Passage provided -
November 15, 2015 (Advent 1)
Mark 13: 1-8, key verse 8b (NIV):  “These are the beginnings of birth pains.”
Two-word meditation:  Wait Actively

Advent Wreath Lighting Liturgy (First Sunday)

As any expectant parents know, preparation for the life to come begins long before a baby is born or an adopted child is brought home. The cries of a newborn are the harvest of seeds sewn from our inscrutable longing for life to continue after we die.

As she enters the front hall of her new home, the first smack of light-up superhero shoes on the laminate floor is not the beginning of new life for an adopting family.  Those brave, expectant steps were preceded by hours of interviews, reams of paperwork, and thousands of prayers to the Almighty for a way to open up, for a social worker to approve, and for relatives to accept.

So, too, on this first Sunday of Advent, we wait actively for Christ to come again to make all that is wrong, right. We wait actively for a new creation – a new heaven and a new earth – to be brought forth from this broken and imperfect place we inhabit. In a world where hunger pains ache in the stomachs of millions, where the thirst for power outstrips our desire to provide clean water for the parched lips of entire nations, we long for Christ to appear and with finality heal the wounds of God’s whole creation.

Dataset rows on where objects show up
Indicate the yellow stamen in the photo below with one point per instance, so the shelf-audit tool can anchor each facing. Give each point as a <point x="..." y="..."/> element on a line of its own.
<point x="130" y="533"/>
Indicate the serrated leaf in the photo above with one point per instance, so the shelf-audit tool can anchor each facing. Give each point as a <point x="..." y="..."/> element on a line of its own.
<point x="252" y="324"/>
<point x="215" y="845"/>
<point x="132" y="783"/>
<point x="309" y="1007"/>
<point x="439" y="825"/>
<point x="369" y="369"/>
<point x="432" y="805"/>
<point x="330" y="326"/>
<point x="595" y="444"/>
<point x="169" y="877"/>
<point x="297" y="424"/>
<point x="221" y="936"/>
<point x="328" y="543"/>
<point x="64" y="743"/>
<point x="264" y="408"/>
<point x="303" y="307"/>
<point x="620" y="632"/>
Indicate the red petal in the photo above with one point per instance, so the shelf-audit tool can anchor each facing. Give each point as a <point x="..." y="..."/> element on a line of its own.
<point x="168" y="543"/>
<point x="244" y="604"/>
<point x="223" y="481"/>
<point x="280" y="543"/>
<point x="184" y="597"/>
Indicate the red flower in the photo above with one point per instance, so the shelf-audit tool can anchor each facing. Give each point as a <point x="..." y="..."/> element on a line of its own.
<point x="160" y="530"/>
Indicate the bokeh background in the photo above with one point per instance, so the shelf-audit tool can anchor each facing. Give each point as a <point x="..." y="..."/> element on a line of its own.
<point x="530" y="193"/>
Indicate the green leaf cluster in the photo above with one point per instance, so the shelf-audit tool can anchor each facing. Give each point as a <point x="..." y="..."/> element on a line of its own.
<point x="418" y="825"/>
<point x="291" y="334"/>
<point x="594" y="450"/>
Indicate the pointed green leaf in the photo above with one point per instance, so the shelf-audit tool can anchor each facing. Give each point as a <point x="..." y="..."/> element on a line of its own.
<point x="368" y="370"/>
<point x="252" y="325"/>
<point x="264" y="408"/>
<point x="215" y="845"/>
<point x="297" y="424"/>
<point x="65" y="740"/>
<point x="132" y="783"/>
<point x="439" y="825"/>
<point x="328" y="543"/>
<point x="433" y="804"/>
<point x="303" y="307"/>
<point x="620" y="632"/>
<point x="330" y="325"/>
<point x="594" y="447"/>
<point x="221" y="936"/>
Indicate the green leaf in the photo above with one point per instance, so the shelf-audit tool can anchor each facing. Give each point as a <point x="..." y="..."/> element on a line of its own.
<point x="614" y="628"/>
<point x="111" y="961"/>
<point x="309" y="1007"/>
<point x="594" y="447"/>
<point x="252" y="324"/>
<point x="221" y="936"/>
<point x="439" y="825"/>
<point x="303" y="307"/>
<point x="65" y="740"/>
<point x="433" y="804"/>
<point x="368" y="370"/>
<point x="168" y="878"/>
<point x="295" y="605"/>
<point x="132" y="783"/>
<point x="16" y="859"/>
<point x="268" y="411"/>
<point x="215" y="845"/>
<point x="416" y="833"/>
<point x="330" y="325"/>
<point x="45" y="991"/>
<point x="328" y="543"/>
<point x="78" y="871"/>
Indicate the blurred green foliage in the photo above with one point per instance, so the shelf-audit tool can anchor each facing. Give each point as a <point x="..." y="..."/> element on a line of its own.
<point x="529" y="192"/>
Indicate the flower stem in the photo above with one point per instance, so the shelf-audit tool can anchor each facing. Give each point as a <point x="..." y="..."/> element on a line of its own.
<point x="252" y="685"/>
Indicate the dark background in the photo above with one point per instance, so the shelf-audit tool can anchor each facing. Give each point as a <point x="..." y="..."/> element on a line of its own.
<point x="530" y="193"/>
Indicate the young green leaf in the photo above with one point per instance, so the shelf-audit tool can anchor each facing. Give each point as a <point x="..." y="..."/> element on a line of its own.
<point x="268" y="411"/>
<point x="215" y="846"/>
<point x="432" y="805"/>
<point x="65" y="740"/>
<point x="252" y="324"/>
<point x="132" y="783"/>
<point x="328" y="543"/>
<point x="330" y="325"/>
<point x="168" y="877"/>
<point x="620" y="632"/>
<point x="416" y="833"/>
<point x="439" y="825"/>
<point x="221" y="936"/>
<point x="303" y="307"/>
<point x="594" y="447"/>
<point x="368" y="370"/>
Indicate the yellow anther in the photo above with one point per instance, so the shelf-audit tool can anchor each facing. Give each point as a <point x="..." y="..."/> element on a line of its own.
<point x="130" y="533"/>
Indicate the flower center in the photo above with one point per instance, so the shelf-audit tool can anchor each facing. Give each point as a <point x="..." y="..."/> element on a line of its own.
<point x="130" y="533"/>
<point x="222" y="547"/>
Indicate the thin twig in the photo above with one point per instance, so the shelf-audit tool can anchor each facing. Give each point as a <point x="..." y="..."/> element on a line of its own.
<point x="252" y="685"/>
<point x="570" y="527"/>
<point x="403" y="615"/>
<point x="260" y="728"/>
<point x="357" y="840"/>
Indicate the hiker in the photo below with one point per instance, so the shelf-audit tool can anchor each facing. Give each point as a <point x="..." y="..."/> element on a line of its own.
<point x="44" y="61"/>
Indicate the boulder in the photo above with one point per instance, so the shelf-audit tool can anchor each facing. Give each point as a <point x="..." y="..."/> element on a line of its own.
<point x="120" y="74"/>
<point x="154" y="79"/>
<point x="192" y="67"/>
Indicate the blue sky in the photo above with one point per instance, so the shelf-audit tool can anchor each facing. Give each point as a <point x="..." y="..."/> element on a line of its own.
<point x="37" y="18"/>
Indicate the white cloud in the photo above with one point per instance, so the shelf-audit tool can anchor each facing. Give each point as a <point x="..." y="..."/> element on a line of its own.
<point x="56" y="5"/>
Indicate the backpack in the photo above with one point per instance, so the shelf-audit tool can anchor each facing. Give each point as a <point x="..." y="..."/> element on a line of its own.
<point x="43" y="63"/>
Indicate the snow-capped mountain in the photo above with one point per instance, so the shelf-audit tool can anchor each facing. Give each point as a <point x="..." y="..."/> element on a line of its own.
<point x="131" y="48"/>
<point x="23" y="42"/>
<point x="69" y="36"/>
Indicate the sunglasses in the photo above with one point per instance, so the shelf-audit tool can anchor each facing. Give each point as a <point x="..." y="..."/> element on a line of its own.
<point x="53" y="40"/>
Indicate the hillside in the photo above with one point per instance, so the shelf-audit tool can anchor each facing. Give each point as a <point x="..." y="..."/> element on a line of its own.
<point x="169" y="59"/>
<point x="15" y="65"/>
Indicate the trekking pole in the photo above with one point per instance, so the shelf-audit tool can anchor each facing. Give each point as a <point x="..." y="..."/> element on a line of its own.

Problem set -
[a] Please reproduce everything in the Advent meditation from "November 15, 2015" down to "relatives to accept.", swapping "prayers" for "petitions".
[b] What two-word meditation does the Advent meditation give?
[c] Write the next part of the Advent meditation, starting after its final sentence.

Answers for this exercise -
[a]
November 15, 2015 (Advent 1)
Mark 13: 1-8, key verse 8b (NIV):  “These are the beginnings of birth pains.”
Two-word meditation:  Wait Actively

Advent Wreath Lighting Liturgy (First Sunday)

As any expectant parents know, preparation for the life to come begins long before a baby is born or an adopted child is brought home. The cries of a newborn are the harvest of seeds sewn from our inscrutable longing for life to continue after we die.

As she enters the front hall of her new home, the first smack of light-up superhero shoes on the laminate floor is not the beginning of new life for an adopting family.  Those brave, expectant steps were preceded by hours of interviews, reams of paperwork, and thousands of petitions to the Almighty for a way to open up, for a social worker to approve, and for relatives to accept.

[b] Wait Actively

[c]
On this first Sunday of Advent, we light a candle reflecting the disciples’ question, our question…

People: “Tell us, when will these things happen?” (Mark 13:4a)

Leader:  We light this candle as a sign that we are preparing, even now, for all things to be made new in Christ’s final coming. We do not sit and wring our hands over what cannot be done. We wait actively by refraining from evil, doing good, and seeking God in worship and prayer.

People: We wait actively.

Leader: We light this candle to remind us of all that is yet to be fulfilled, of the frustrations and challenges that lie ahead, remembering what Jesus said:

People: “These are the beginnings of birth pains.” (Mark 13:8b)

All: Come, Lord Jesus. Come.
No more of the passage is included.